=== Description of the task ===
Write out again every line of the rows, starting at the line that contains "notation: point(249, 245)." and ending at the line that contains "point(281, 416)", request lines included. Shift each coordinate in the answer points up by 48, and leave the sample points in the request lines unchanged.

=== Material supplied ===
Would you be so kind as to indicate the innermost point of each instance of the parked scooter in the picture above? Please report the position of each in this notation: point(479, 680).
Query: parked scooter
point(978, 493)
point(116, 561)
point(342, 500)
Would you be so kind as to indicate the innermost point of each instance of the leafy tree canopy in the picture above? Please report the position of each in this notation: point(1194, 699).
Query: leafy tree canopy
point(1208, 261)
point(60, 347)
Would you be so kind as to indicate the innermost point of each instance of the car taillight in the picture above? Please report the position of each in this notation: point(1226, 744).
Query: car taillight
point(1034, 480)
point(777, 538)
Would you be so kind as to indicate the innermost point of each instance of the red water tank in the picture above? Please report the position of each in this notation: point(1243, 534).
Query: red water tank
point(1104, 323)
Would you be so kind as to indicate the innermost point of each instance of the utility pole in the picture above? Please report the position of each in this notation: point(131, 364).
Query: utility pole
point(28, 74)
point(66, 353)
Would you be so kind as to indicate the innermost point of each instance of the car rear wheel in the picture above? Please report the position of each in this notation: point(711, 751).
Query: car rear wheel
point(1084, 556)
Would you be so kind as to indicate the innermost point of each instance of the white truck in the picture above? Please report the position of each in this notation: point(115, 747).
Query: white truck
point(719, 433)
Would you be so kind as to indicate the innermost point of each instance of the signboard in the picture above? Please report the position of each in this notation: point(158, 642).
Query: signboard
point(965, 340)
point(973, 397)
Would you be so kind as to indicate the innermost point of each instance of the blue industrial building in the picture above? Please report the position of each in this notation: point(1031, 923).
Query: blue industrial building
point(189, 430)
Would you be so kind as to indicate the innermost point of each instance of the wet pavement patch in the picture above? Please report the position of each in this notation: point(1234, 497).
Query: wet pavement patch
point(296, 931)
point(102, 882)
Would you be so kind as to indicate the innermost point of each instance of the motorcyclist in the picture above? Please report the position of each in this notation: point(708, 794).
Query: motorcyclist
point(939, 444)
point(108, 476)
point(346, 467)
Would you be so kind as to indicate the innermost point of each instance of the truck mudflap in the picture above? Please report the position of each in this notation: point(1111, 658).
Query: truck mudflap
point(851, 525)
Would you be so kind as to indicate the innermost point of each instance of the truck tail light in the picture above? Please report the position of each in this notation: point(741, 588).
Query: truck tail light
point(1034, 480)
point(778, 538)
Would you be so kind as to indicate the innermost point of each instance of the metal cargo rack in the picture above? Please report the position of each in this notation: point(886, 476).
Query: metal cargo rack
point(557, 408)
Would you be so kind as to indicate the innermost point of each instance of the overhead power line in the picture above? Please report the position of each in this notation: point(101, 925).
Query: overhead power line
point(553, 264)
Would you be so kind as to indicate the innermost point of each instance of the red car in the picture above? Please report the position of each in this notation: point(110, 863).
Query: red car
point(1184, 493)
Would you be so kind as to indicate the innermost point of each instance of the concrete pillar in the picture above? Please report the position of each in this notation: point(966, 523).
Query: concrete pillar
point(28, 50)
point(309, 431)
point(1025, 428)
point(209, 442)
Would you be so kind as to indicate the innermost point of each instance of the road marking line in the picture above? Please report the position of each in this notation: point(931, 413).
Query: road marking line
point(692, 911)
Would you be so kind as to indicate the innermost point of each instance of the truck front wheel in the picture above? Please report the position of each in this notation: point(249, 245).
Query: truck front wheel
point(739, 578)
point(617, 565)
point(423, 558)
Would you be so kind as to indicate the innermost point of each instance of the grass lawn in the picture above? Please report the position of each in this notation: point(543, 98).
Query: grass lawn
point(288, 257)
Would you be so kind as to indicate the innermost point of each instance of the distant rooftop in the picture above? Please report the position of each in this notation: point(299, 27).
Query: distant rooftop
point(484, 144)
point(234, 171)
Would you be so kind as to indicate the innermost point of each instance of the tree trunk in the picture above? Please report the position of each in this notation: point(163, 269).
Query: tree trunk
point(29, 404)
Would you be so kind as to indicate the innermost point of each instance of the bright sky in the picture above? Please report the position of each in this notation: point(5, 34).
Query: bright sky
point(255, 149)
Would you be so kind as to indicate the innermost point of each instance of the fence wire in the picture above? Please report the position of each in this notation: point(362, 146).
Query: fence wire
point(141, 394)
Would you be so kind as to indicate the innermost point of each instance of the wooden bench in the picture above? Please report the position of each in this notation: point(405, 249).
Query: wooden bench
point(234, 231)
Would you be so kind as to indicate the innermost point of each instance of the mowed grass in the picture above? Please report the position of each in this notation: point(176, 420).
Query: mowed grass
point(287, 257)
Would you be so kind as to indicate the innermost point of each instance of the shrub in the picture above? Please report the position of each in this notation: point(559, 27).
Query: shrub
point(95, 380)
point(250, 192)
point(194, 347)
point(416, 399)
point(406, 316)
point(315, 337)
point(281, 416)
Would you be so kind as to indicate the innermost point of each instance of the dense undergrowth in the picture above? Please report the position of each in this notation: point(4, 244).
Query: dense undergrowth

=== Task response ===
Would you be so kind as to indicate the innermost point of each instance of the truck front wheel in the picture above? Please report the position of each in this notation: point(249, 245).
Query: truck front wheel
point(787, 626)
point(665, 613)
point(471, 606)
Would you be so kind as to indicate the innermost point of each instance of the grass lawn in the picture above? Please report the position of each in this notation: point(543, 98).
Query: grass lawn
point(336, 305)
Would you be so kind as to indicate the innermost point of each instance of the distant rooftop in the picture above? Please report the position of each in this notation: point(299, 27).
Query: distant rooftop
point(532, 192)
point(282, 219)
Would you be so kind as to indicate the innermost point of each instance of the tree trunk in the picture above? Please report the position of each in this notation: point(163, 269).
Query: tree trunk
point(77, 452)
Would you be so kind as to indicate the innermost point of each instance of the bright sky in the picture above? Please report the position of each in this notation: point(5, 34).
Query: bright sky
point(303, 197)
Would you be so kind as to indicate the innermost point of each instance of the fence wire in the picture above? Please report the position of each in this notation: point(362, 146).
Query: fence wire
point(189, 442)
Would you be so kind as to indicate the innermost point of each instance of the wooden bench in the picture above? Please report the position of each in this notation: point(405, 249).
Query: wooden bench
point(282, 279)
Would you be so kind as to indicate the innermost point of each instance of the mowed grass in the picture above? Please report the position of each in this notation: point(176, 420).
Query: mowed grass
point(335, 305)
Would you be so kind as to indicate the innermost point of each instance of the shrub in the picture above? Please report the position of each in this notation: point(559, 27).
Query: shrub
point(143, 428)
point(298, 240)
point(242, 395)
point(464, 447)
point(454, 364)
point(363, 385)
point(329, 464)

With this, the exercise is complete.